Community Energy and Batteries: the Current Picture
Battery storage offers a possible solution to the intermittency of renewable energy. By storing solar, wind or other renewable power until the consumer needs it, batteries could help community energy projects reduce their grid dependence and boost long-term profitability. But batteries continue to have complex economic, environmental and practical considerations, meaning they still aren’t a go-to for most community energy groups.
Right now, batteries are the exception rather than the rule in community energy, but the case for them is building. Our Project Development Team explore some of the pros and cons, and what could happen in the next few years to increase their viability.
Balancing out the environmental impact
It’s an uncomfortable truth that batteries, while reducing dependence on fossil fuels, come at their own environmental cost. The extraction of minerals, combined with an energy-intensive manufacturing process, creates a significant environmental footprint before that battery begins to store any energy.
This means that once the battery has been produced, it then needs to work hard to pay off its environmental 'debt'. For batteries, 'work' means charge and discharge cycles, and the more cycles a battery completes over its lifetime the better its overall environmental impact becomes.
---
> **Required tasks**
(1) Answer these questions about the piece on community energy and batteries:
(a) Which team explores the pros and cons of batteries?
(b) What two things create a battery's environmental footprint before it stores any energy?
(c) What must a battery complete more of over its lifetime for its overall environmental impact to improve?
(2) Put the lines of the listing, from the line containing "of the shop" through the end of the listing, into a JSON list of strings, one string per line, leaving out any blank lines.

> **A block of data**
---
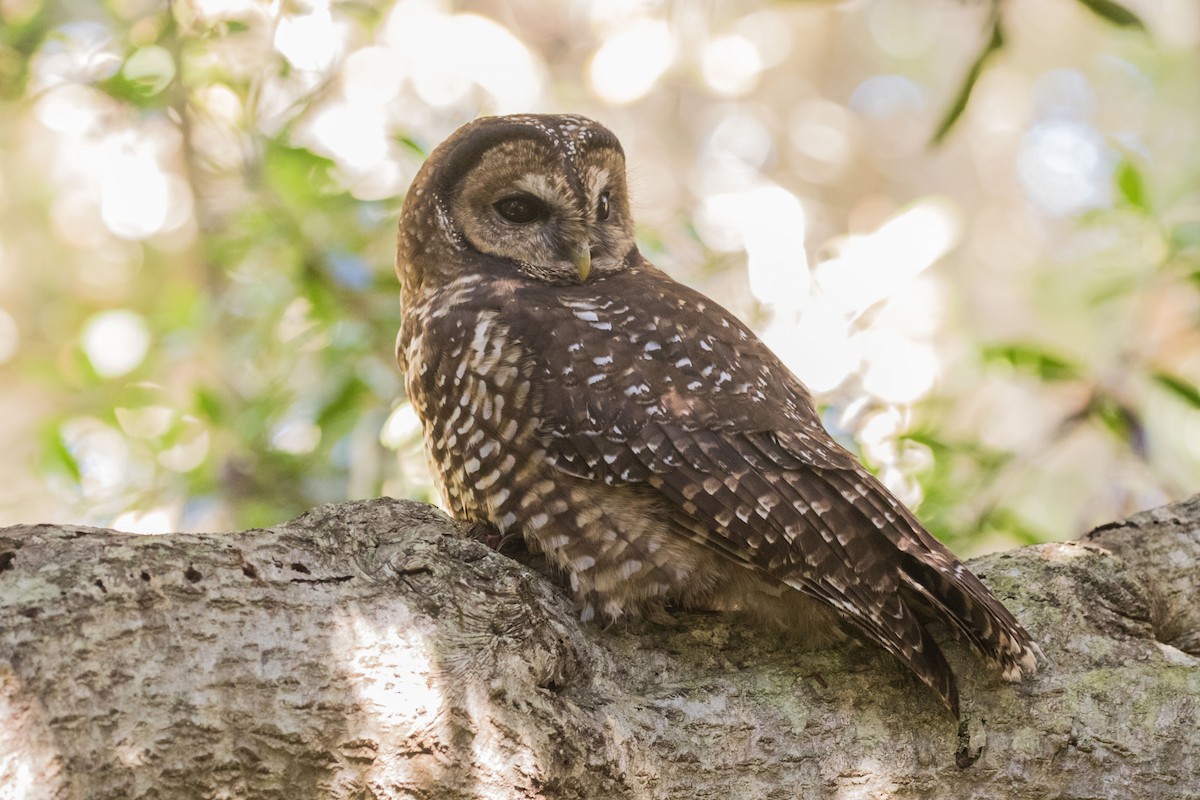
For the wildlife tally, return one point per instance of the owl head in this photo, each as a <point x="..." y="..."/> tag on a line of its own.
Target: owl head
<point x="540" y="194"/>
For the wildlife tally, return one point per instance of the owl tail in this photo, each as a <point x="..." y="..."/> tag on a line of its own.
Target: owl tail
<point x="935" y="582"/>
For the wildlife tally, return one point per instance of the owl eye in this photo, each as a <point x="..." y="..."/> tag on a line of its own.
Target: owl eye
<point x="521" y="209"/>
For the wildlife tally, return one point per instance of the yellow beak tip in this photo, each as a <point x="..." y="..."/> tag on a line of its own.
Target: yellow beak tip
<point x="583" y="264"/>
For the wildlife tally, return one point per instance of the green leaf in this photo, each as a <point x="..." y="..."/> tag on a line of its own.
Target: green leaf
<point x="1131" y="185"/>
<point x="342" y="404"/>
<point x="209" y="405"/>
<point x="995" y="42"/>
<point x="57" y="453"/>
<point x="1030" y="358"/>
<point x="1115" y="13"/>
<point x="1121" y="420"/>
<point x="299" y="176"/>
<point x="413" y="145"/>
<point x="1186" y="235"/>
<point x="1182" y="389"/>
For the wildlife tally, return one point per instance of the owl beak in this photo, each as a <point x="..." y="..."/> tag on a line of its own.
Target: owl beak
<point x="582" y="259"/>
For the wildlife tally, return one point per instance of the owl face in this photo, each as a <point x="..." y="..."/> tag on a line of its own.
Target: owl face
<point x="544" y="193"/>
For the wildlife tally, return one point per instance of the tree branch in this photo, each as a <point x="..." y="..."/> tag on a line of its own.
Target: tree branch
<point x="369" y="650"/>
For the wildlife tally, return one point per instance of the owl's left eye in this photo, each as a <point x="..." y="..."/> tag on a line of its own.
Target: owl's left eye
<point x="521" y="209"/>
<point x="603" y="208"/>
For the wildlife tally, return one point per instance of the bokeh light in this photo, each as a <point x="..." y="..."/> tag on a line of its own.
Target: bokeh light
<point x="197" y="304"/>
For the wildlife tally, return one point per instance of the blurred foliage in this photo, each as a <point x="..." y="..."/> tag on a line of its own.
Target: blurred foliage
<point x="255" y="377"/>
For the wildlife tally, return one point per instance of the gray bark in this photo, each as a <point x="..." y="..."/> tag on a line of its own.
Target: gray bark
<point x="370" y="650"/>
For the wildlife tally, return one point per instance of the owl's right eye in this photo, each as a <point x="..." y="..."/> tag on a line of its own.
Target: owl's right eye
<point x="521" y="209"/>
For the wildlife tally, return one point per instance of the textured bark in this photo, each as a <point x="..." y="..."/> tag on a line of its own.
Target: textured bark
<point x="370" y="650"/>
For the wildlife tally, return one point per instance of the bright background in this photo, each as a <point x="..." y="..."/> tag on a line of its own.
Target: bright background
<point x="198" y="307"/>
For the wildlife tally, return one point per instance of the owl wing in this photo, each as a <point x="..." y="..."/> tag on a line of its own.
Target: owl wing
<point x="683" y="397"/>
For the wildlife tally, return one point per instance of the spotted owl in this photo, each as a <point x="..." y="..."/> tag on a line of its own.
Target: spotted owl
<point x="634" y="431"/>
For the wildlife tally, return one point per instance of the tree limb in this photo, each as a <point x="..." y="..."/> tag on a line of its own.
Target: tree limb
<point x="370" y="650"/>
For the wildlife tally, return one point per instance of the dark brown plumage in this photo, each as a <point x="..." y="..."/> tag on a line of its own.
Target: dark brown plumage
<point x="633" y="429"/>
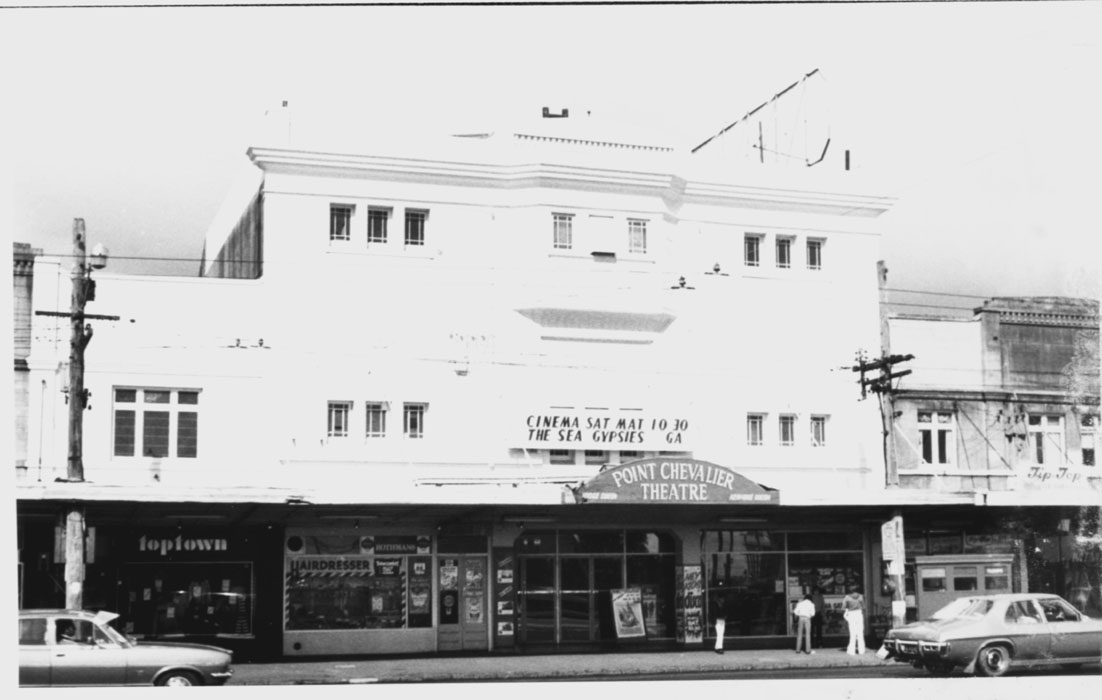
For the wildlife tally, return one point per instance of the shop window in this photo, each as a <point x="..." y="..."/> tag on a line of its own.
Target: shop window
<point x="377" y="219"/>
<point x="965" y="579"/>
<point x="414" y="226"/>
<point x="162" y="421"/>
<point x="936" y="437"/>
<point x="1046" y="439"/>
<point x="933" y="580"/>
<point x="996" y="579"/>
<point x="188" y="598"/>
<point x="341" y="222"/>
---
> **Solutions per task**
(1)
(a) The Project Development Team.
(b) The extraction of minerals and an energy-intensive manufacturing process.
(c) Charge and discharge cycles.

(2)
[
  "For the wildlife tally, return one point per instance of the shop window in this photo, each as a <point x=\"...\" y=\"...\"/> tag on a line of its own.",
  "Target: shop window",
  "<point x=\"377\" y=\"219\"/>",
  "<point x=\"965\" y=\"579\"/>",
  "<point x=\"414\" y=\"226\"/>",
  "<point x=\"162\" y=\"421\"/>",
  "<point x=\"936\" y=\"437\"/>",
  "<point x=\"1046\" y=\"439\"/>",
  "<point x=\"933\" y=\"580\"/>",
  "<point x=\"996\" y=\"579\"/>",
  "<point x=\"188\" y=\"598\"/>",
  "<point x=\"341\" y=\"222\"/>"
]